### Data for the task
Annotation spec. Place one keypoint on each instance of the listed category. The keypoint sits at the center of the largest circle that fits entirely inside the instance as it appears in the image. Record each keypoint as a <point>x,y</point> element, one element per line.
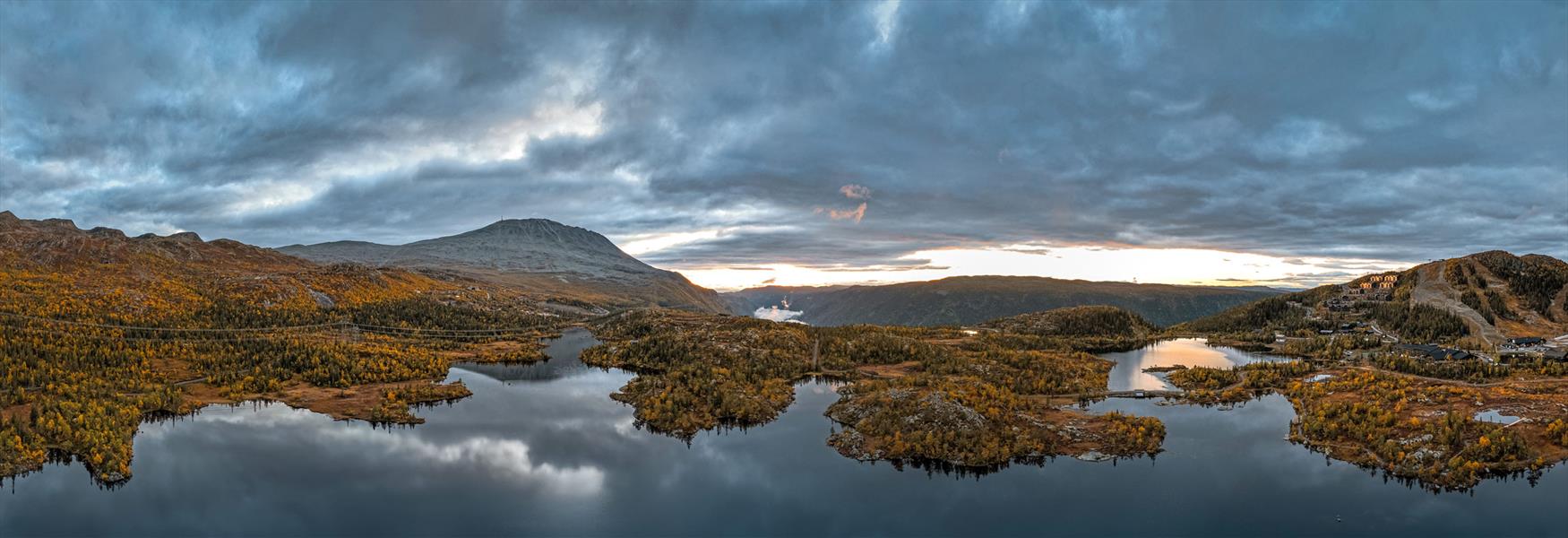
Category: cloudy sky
<point>813,142</point>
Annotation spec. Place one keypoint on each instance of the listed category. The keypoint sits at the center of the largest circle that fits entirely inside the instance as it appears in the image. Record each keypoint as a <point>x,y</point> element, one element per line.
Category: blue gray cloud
<point>1385,131</point>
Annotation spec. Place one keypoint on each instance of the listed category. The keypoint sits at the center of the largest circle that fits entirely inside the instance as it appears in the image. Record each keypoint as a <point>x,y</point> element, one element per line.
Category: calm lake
<point>541,449</point>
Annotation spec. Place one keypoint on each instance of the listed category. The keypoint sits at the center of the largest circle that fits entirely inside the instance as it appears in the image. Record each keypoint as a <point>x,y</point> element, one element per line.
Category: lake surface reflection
<point>545,450</point>
<point>1128,374</point>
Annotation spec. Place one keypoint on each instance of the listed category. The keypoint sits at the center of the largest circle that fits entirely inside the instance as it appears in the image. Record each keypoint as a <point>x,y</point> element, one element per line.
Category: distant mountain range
<point>538,256</point>
<point>1488,295</point>
<point>968,299</point>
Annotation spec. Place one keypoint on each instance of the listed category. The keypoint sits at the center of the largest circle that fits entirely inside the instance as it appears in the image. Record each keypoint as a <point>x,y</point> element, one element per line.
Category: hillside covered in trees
<point>99,331</point>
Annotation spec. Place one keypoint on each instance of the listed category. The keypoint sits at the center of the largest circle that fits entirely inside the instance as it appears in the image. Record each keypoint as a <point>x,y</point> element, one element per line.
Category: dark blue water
<point>545,450</point>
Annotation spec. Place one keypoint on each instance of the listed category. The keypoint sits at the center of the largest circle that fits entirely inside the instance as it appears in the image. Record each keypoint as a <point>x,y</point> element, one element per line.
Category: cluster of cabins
<point>1375,287</point>
<point>1524,345</point>
<point>1532,343</point>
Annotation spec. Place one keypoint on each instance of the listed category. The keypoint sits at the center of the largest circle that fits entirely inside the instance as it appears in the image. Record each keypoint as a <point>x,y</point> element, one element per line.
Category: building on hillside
<point>1526,341</point>
<point>1435,351</point>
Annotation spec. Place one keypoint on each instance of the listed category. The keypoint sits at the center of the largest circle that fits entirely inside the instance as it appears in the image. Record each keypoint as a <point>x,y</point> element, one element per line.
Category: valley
<point>104,331</point>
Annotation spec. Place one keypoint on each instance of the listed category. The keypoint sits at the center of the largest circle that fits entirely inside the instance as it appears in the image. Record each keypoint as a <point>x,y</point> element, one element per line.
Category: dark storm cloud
<point>1302,129</point>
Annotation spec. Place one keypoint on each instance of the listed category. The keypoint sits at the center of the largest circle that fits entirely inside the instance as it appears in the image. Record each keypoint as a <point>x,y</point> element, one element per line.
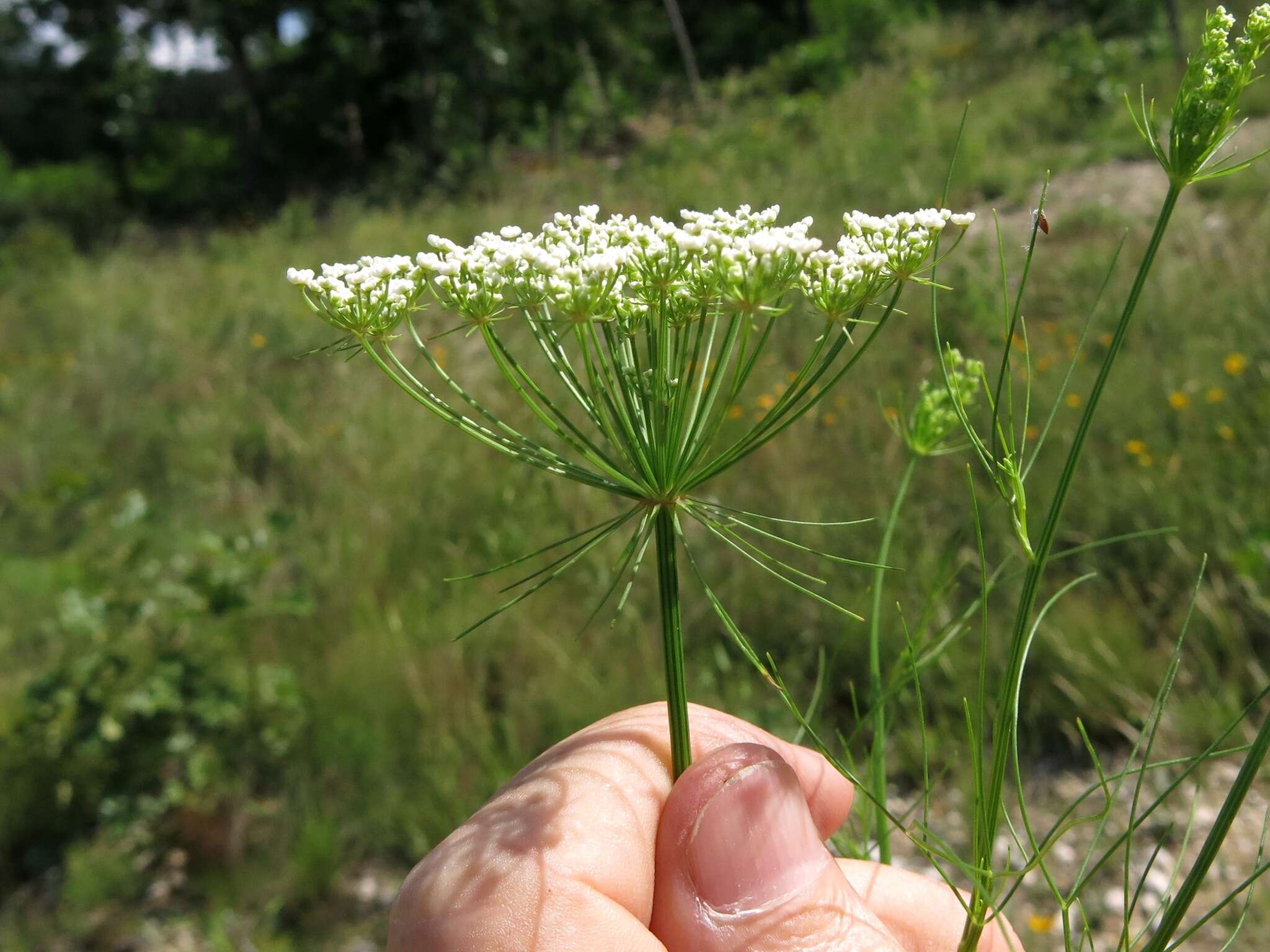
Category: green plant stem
<point>878,775</point>
<point>672,641</point>
<point>1002,734</point>
<point>1176,910</point>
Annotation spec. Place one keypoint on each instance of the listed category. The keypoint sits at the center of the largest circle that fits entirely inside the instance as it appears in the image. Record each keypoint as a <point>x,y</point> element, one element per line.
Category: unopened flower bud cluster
<point>582,268</point>
<point>1214,79</point>
<point>934,416</point>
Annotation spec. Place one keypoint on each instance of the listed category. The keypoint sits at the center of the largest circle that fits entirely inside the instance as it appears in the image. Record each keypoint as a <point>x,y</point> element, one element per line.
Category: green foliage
<point>141,367</point>
<point>76,197</point>
<point>149,712</point>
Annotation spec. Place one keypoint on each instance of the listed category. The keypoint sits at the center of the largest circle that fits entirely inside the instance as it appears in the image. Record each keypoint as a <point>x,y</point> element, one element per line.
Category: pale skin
<point>591,848</point>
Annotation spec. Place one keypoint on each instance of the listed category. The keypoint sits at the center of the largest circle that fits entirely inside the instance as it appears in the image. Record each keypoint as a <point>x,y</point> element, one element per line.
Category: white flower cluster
<point>906,239</point>
<point>585,270</point>
<point>367,298</point>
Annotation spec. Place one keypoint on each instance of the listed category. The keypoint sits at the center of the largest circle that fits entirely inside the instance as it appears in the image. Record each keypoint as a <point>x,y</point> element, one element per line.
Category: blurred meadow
<point>231,710</point>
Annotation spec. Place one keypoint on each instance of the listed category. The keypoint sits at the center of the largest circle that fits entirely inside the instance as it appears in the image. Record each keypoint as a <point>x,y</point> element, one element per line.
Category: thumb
<point>741,866</point>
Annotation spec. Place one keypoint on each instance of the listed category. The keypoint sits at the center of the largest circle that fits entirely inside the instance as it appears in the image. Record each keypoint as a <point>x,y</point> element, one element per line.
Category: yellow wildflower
<point>1041,923</point>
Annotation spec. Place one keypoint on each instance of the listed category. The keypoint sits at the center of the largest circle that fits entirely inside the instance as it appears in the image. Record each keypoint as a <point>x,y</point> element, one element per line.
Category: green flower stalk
<point>1203,122</point>
<point>1207,106</point>
<point>643,337</point>
<point>926,431</point>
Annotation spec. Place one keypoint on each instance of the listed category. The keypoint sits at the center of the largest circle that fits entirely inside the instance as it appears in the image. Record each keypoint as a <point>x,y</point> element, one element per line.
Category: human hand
<point>591,848</point>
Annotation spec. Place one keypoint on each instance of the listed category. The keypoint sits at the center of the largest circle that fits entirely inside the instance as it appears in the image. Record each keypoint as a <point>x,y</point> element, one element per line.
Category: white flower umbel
<point>652,332</point>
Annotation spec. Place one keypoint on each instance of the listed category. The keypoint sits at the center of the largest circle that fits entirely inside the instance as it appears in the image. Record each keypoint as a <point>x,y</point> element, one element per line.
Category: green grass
<point>164,366</point>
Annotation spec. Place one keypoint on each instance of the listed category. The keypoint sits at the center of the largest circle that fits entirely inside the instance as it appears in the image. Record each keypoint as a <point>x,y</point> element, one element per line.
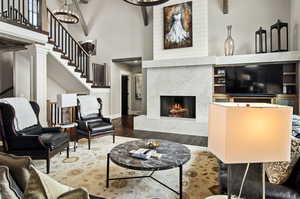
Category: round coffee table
<point>174,155</point>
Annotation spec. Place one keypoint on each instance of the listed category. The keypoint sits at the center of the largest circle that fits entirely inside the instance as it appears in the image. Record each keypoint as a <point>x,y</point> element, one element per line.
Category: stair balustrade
<point>71,50</point>
<point>25,13</point>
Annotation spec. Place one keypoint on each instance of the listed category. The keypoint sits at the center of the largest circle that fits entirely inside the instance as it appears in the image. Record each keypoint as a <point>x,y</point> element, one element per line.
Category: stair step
<point>51,42</point>
<point>57,50</point>
<point>71,64</point>
<point>65,57</point>
<point>94,86</point>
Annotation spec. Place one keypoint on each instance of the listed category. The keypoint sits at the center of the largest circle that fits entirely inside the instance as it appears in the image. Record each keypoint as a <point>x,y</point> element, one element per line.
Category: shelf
<point>289,73</point>
<point>289,84</point>
<point>219,75</point>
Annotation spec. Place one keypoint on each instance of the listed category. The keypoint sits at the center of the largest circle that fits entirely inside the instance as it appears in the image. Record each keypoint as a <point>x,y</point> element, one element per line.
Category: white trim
<point>115,116</point>
<point>22,34</point>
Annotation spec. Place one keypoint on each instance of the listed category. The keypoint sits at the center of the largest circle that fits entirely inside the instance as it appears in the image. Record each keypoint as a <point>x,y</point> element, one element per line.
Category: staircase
<point>66,48</point>
<point>61,44</point>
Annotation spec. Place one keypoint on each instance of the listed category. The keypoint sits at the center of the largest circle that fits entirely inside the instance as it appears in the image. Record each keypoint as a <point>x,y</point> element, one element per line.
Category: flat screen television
<point>254,79</point>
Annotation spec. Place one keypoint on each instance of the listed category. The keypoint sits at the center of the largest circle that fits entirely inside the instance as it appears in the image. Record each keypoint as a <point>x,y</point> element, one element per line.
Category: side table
<point>67,127</point>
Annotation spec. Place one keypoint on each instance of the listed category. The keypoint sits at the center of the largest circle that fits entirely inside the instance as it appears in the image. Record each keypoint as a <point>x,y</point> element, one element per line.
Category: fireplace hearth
<point>178,106</point>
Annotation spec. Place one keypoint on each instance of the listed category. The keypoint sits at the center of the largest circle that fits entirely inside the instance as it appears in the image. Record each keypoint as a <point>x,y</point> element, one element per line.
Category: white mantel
<point>225,60</point>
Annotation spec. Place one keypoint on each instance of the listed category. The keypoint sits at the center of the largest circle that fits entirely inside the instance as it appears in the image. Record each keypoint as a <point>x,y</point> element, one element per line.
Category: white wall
<point>53,90</point>
<point>246,17</point>
<point>200,31</point>
<point>6,70</point>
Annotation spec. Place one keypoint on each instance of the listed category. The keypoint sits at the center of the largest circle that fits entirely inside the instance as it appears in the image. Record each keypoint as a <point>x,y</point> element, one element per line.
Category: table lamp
<point>67,101</point>
<point>249,133</point>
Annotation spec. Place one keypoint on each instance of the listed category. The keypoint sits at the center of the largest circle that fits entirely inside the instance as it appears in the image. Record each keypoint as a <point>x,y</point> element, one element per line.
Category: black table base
<point>180,193</point>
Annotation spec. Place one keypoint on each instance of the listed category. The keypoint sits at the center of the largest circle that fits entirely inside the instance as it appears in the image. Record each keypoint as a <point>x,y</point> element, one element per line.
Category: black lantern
<point>279,27</point>
<point>146,2</point>
<point>261,41</point>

### Written exercise
Retype everything from the start of the entries down to the line that contains "<point>813,142</point>", including both ends. Leave the pictures out.

### Output of the task
Annotation spec. Place one keypoint on each instance of the listed category. The keypoint sits at the center of the largest circle that fits entirely inside the instance as it appears in the image. Record each keypoint as a <point>x,y</point> element, one element per line.
Category: cloudy sky
<point>813,142</point>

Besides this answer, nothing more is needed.